TO DO |
Can you repeat verbatim the entries below from the line that contains "Intersection-audit request. Target: concrete" through the final line, inclusive?

################

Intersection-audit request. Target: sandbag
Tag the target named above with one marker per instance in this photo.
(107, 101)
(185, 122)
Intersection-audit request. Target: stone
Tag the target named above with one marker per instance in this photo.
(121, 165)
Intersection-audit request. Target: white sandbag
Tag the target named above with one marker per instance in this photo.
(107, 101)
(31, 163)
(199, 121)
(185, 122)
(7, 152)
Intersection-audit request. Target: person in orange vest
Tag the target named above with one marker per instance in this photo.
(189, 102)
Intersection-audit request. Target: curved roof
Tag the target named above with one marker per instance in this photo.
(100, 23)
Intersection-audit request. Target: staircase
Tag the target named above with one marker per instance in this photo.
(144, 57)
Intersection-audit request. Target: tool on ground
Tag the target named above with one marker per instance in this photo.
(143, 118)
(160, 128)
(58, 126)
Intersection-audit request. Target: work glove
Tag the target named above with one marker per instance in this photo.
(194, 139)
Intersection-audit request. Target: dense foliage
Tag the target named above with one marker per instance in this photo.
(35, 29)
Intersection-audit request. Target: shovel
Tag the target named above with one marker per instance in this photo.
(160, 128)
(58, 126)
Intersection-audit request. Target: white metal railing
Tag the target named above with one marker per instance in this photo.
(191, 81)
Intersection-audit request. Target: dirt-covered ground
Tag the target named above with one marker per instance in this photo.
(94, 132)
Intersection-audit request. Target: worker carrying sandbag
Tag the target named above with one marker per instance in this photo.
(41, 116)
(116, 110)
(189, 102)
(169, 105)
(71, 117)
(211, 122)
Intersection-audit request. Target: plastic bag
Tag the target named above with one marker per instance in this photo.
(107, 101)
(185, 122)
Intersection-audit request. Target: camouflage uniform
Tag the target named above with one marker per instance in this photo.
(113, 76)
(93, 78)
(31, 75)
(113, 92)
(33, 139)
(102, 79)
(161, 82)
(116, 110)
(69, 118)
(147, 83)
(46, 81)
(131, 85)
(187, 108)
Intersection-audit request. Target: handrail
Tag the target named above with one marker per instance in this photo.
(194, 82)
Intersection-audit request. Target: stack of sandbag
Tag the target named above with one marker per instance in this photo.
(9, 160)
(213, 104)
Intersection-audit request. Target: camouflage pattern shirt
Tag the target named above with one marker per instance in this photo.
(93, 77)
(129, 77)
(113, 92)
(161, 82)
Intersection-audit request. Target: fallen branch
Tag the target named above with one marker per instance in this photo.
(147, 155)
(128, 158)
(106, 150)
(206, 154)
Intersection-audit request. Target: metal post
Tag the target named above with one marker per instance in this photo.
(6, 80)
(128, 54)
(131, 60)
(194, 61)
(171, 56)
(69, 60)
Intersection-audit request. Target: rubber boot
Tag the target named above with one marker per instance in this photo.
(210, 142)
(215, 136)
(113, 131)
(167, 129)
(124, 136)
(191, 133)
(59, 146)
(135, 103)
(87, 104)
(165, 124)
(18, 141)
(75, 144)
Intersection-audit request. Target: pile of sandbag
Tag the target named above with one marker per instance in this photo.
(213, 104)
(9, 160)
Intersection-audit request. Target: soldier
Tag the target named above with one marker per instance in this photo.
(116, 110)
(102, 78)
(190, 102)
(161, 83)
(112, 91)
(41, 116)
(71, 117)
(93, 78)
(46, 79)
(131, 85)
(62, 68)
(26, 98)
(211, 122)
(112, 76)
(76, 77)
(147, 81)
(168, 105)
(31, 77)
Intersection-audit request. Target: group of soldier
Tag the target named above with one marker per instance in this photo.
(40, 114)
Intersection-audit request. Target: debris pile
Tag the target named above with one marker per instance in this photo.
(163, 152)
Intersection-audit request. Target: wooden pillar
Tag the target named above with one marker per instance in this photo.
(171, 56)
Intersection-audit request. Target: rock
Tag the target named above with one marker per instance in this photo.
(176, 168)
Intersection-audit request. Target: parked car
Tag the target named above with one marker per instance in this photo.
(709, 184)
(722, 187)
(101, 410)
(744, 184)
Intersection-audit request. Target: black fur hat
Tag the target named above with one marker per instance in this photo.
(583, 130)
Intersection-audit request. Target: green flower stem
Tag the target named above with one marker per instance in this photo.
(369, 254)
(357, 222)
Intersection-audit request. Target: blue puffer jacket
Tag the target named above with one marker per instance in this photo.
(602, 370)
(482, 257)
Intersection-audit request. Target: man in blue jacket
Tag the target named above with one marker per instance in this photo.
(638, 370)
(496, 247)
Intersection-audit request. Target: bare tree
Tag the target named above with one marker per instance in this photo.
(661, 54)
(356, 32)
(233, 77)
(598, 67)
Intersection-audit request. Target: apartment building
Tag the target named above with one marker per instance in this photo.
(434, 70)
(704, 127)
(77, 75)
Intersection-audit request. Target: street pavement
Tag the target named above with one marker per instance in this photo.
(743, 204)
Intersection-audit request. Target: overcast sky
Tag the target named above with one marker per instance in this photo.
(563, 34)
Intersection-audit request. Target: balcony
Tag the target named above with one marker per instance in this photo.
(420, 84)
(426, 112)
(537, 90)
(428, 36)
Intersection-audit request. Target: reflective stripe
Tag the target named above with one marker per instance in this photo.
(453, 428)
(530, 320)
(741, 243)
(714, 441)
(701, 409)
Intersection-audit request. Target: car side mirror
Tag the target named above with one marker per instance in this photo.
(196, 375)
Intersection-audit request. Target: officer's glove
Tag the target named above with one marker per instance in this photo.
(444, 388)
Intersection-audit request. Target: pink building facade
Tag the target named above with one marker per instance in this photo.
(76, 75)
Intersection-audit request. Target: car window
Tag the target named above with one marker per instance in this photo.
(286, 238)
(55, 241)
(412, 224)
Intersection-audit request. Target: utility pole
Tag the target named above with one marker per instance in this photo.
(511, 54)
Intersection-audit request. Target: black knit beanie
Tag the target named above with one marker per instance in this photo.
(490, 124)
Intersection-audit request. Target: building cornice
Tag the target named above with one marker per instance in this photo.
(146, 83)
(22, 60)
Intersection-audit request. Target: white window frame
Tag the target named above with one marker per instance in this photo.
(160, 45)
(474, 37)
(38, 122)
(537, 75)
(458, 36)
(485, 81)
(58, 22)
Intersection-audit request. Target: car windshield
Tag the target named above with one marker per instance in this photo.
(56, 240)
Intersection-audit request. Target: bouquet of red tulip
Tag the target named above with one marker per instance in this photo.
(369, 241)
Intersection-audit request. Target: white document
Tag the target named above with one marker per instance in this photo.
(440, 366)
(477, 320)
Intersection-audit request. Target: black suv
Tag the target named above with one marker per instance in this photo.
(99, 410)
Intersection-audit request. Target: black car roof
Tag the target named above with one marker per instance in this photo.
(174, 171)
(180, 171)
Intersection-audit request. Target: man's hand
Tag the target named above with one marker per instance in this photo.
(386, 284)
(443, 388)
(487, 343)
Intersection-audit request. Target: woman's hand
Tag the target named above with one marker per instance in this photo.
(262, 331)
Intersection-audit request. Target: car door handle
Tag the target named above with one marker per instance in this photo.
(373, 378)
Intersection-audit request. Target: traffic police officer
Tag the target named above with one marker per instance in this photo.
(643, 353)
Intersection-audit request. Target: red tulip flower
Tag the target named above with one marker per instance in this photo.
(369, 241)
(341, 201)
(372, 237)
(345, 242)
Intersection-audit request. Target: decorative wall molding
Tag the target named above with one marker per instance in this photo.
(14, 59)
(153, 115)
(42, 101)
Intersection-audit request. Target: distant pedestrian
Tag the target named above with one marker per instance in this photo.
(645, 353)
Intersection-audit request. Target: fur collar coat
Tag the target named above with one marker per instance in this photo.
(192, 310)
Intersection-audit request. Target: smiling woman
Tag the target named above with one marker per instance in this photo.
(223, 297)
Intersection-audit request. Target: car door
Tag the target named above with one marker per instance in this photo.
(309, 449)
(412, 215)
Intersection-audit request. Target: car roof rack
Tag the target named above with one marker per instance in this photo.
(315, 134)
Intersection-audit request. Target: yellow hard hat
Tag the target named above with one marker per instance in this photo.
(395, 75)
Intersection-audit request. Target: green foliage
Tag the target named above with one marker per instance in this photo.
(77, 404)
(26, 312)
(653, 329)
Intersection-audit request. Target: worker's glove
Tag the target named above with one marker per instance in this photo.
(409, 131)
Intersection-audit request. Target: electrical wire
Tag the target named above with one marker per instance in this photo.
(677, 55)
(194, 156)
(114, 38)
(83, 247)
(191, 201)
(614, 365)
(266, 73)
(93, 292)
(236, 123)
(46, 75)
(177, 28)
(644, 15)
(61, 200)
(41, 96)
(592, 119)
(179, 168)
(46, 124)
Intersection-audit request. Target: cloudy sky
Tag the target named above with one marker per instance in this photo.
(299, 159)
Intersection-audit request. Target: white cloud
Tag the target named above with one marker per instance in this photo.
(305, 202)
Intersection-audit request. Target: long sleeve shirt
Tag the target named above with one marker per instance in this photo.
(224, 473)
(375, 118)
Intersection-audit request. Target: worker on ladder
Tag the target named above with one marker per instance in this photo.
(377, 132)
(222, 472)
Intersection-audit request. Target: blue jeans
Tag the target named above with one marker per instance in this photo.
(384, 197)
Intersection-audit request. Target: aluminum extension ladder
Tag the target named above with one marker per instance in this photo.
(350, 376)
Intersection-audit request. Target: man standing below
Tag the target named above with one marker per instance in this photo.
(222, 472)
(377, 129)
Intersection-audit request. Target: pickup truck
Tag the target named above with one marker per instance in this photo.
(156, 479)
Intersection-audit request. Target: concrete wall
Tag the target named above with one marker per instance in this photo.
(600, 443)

################

FULL RESPONSE |
Intersection-audit request. Target: concrete wall
Tag the target named above with one marker per instance in this photo.
(600, 443)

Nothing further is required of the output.